**Named-object pointing data**
----------
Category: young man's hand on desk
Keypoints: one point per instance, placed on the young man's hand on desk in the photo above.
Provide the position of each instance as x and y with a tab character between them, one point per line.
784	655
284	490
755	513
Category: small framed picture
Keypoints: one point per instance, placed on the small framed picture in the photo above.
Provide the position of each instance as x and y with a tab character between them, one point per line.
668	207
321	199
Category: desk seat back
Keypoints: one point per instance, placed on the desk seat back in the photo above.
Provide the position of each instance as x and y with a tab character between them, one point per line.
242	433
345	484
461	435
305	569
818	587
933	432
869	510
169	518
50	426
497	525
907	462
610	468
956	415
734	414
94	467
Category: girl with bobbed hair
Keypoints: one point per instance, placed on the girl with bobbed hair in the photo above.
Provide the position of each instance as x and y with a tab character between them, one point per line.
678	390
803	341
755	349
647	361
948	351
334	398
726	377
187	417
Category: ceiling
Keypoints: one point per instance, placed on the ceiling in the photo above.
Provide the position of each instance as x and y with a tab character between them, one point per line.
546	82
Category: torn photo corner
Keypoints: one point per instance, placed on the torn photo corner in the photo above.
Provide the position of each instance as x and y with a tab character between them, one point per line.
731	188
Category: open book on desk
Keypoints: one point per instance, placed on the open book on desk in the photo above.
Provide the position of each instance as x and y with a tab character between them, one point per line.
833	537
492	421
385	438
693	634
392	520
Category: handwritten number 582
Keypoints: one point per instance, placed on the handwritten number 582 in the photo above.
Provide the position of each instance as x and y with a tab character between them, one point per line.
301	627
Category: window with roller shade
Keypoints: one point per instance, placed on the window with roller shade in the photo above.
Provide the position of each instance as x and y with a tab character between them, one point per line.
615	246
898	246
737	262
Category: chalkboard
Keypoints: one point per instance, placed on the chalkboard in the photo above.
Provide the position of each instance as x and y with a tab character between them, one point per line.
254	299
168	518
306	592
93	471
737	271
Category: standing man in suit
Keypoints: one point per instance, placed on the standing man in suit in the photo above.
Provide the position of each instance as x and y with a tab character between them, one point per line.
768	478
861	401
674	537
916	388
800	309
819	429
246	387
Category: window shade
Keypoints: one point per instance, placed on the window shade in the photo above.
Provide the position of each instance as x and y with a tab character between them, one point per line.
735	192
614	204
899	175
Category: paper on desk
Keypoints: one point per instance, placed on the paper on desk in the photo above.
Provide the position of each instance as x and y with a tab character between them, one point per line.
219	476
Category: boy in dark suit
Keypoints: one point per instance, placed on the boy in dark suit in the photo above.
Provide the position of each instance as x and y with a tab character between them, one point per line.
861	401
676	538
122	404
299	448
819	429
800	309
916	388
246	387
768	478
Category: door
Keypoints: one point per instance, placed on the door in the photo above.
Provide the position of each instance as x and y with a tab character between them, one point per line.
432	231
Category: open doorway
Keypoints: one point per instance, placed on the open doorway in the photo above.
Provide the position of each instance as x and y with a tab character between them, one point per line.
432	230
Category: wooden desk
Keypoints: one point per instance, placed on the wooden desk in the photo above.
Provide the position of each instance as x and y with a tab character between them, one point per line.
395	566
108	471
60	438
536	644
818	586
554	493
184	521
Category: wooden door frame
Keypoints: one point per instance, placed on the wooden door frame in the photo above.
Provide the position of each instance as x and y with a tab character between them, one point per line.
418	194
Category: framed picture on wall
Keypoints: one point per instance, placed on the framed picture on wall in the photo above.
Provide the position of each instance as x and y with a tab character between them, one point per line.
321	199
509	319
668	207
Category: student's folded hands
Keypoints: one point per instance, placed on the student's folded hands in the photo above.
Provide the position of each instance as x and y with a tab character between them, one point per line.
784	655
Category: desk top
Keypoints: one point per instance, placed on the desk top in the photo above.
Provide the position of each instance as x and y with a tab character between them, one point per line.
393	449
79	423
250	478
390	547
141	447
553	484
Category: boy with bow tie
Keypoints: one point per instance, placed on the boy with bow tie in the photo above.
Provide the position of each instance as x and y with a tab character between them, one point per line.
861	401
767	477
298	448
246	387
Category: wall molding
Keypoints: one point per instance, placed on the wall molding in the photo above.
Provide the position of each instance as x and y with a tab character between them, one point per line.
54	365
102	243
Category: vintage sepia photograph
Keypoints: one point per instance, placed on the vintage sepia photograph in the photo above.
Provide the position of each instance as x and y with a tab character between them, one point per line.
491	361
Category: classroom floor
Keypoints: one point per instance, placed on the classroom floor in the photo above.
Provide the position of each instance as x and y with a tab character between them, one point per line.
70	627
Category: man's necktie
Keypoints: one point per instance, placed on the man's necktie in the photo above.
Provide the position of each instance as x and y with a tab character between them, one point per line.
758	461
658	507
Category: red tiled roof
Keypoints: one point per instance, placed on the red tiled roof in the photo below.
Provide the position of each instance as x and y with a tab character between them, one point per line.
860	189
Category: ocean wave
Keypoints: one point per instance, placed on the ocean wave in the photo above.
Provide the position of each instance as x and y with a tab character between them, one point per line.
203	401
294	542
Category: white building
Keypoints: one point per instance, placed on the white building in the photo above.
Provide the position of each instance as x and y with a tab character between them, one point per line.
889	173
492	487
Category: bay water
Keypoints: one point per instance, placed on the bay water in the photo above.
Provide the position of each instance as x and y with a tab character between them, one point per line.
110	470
----------
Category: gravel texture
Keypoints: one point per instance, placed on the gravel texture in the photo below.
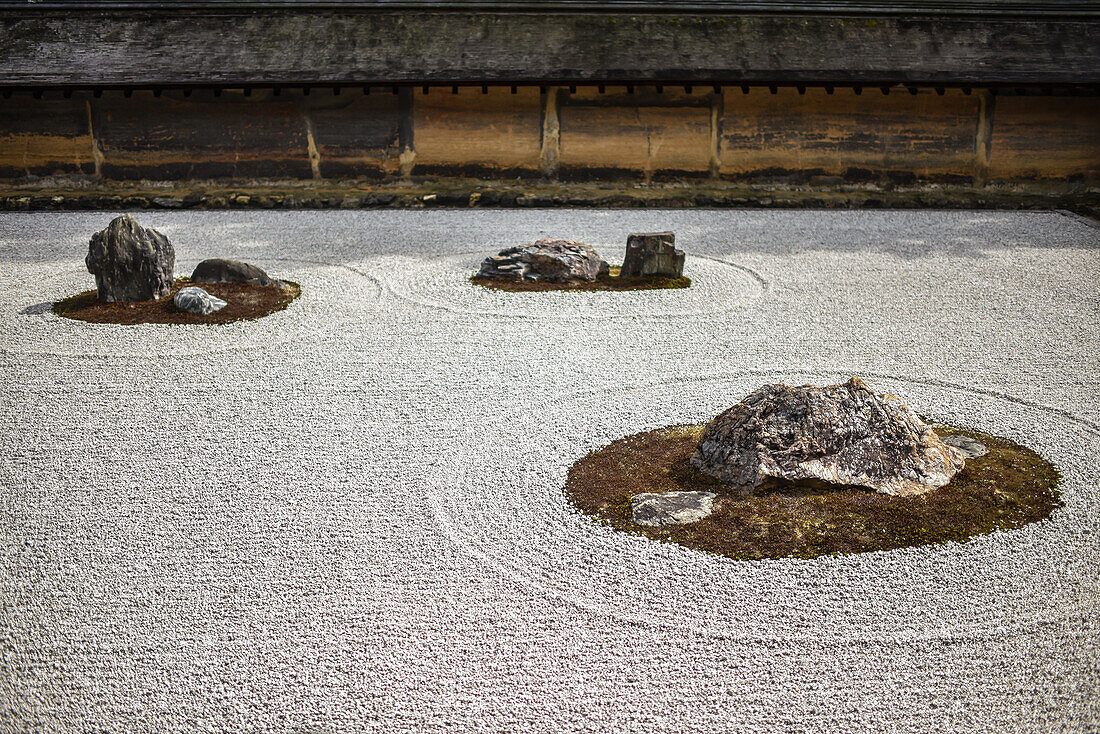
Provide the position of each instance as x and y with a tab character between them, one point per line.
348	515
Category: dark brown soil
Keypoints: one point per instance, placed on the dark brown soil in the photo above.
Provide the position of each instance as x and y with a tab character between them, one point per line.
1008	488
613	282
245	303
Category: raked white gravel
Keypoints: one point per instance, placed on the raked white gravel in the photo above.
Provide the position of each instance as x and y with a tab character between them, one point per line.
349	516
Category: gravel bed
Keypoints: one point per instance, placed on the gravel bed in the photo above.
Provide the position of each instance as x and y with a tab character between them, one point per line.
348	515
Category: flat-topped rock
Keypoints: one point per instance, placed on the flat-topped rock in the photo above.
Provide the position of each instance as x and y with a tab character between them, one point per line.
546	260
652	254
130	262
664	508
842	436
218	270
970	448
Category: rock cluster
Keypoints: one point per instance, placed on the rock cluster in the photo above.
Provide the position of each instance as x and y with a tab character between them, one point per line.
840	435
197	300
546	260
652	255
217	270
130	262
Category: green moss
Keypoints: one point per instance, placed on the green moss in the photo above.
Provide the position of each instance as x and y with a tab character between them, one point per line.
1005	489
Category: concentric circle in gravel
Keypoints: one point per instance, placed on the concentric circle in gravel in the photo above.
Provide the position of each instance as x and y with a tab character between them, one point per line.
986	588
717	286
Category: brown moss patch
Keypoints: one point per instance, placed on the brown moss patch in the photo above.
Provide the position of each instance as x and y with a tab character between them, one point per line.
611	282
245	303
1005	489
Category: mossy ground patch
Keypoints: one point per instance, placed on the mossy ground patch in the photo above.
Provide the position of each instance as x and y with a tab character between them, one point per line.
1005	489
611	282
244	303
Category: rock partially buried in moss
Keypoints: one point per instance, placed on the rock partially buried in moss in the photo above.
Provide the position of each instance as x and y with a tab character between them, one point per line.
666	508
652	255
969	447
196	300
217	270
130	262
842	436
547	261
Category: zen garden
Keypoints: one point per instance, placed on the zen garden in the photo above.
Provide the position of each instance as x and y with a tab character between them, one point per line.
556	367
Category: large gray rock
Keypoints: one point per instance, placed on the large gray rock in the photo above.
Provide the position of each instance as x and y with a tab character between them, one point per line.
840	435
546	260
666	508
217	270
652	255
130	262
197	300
----------
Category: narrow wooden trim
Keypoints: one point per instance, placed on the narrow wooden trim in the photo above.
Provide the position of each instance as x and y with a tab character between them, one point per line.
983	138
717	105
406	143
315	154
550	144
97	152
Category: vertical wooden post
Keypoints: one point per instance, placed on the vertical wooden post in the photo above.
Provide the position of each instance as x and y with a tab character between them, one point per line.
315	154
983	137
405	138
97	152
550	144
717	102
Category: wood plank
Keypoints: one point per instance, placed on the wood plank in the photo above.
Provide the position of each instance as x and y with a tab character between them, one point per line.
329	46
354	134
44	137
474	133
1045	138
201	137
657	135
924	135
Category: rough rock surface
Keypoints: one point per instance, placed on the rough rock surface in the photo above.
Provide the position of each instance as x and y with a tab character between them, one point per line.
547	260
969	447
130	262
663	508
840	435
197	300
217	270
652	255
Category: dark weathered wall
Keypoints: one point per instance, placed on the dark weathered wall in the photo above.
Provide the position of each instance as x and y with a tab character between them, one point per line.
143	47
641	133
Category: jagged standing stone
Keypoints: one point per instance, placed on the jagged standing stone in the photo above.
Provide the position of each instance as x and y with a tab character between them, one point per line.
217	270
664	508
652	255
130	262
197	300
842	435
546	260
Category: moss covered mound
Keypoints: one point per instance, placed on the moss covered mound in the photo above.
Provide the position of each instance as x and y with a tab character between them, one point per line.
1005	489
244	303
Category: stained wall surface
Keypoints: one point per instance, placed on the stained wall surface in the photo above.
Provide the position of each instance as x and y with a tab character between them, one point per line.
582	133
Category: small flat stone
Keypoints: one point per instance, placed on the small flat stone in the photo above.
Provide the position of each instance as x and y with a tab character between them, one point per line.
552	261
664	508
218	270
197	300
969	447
----------
**Written instruction**
Locate every line in the data above that contains the string "post", and reproduce each such line in full. Treat the match as case-sensitive.

**Exercise solution**
Category: vertical wooden post
Keypoints: one point per instance, placed on the vertical wooden post in the photo above.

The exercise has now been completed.